> _YOUR INSTRUCTIONS_: Would you count the lines in the entries below that contain "snow"? Reply with the number only.

> _MATERIAL PROVIDED_:
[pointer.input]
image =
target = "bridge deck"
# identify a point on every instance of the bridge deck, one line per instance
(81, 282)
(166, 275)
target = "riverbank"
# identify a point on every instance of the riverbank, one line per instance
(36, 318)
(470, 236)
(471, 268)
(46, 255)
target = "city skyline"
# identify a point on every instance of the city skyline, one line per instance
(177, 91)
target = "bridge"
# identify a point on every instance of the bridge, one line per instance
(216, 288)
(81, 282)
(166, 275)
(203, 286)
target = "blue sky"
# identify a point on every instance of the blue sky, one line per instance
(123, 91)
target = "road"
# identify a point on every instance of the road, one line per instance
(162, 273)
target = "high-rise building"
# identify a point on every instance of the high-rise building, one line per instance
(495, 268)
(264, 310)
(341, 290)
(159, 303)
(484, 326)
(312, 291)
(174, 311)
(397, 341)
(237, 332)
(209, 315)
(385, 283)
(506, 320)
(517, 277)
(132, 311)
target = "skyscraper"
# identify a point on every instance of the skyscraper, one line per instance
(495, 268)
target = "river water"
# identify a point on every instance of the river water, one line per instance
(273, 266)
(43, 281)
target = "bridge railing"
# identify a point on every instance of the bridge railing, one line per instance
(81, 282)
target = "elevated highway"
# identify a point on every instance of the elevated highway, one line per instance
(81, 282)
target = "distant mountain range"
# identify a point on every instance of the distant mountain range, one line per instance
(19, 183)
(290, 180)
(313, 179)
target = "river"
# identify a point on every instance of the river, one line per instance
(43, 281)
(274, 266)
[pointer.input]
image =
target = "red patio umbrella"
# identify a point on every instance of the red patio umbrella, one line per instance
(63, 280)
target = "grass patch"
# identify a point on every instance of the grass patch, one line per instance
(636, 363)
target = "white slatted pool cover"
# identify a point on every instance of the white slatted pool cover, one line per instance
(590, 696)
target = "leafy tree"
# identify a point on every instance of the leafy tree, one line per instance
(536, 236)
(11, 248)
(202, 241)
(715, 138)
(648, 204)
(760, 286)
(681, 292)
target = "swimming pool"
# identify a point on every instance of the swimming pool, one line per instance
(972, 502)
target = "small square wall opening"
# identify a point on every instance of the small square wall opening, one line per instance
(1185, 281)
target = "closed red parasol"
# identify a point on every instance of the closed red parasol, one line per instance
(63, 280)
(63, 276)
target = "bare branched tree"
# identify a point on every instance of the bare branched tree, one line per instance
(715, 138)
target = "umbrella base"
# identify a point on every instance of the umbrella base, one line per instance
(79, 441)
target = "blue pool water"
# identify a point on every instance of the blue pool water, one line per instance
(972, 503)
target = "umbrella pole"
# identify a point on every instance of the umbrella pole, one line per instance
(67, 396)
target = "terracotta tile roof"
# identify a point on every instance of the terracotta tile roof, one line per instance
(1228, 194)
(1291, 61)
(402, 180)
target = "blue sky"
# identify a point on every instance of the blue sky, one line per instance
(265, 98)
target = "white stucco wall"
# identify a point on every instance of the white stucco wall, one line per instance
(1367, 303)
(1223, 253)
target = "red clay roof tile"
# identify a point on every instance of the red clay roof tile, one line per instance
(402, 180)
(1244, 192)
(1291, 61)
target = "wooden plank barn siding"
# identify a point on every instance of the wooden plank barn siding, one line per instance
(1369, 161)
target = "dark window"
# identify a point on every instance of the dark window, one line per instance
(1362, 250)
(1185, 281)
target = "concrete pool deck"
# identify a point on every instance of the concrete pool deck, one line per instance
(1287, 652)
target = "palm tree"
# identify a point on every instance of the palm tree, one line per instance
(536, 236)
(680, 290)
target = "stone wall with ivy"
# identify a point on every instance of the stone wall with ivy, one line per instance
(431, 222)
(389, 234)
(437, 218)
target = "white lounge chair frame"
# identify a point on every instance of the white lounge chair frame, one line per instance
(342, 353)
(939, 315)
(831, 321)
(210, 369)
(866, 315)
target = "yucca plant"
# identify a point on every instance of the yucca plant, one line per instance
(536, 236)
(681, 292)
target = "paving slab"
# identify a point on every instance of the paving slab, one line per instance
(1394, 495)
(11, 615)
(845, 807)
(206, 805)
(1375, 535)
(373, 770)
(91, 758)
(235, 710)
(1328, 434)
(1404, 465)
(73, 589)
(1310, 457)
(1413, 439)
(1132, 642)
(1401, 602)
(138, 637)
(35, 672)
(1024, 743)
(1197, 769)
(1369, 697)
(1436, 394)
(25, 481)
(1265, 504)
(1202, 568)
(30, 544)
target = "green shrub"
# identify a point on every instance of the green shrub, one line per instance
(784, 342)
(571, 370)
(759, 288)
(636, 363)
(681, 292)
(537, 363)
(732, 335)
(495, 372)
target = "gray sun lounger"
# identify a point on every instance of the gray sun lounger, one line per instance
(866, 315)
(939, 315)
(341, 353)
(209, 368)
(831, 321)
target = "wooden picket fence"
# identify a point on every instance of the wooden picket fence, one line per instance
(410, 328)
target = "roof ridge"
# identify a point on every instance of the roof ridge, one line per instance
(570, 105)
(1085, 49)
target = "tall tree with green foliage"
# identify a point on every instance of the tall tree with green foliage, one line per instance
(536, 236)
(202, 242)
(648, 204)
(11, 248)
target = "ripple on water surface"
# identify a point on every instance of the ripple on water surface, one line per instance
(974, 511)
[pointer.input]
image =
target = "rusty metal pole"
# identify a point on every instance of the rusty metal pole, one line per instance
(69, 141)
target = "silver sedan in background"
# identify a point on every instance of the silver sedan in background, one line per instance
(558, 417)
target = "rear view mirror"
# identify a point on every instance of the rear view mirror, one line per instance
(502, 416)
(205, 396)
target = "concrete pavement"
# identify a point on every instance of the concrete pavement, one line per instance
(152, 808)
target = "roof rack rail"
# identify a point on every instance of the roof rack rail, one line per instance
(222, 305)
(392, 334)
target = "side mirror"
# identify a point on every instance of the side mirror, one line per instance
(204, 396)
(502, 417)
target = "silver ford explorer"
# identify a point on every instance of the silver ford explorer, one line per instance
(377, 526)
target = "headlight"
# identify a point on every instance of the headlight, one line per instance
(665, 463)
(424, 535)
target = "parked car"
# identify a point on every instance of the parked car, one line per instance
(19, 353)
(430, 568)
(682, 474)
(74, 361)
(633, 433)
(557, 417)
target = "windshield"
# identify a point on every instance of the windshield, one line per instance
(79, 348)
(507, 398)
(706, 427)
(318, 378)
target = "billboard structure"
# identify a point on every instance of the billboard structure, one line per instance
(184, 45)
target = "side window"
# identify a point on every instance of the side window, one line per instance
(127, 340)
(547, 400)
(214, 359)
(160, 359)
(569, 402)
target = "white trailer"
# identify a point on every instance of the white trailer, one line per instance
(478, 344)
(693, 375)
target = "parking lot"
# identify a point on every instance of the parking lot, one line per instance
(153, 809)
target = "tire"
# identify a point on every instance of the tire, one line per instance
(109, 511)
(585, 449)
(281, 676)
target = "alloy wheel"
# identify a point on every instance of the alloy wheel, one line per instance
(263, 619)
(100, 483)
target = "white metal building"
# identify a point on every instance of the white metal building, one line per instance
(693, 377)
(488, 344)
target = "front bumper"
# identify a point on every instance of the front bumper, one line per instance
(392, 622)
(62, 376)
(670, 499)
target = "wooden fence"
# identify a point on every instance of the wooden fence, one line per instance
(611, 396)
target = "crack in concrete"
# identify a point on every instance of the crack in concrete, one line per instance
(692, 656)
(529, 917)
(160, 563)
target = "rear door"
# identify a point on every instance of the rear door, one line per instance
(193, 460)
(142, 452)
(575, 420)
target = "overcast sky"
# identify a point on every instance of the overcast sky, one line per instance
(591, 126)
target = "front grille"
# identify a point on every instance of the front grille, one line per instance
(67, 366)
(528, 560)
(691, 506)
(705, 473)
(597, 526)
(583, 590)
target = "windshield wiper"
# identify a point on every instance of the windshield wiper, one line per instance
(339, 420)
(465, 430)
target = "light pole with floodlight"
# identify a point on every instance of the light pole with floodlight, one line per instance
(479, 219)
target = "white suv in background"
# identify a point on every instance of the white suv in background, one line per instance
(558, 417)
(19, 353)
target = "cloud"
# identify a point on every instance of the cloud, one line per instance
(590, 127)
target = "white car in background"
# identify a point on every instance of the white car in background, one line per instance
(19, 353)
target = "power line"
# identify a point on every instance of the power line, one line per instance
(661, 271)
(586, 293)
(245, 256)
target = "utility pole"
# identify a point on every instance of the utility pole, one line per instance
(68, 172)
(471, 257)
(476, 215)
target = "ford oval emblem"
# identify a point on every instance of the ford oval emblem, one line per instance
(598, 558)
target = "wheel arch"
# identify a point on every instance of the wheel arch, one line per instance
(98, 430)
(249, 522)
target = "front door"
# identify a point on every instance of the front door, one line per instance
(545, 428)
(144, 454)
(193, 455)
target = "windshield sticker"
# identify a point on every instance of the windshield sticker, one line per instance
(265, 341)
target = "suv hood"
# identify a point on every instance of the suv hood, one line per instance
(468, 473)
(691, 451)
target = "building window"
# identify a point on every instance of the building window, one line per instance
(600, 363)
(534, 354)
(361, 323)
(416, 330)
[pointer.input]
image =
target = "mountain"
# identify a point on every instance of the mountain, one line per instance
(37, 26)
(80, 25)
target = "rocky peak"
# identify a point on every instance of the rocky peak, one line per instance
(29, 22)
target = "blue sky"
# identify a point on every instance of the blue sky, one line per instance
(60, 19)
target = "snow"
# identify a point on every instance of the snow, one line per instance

> _WRITTEN SOLUTION_: 2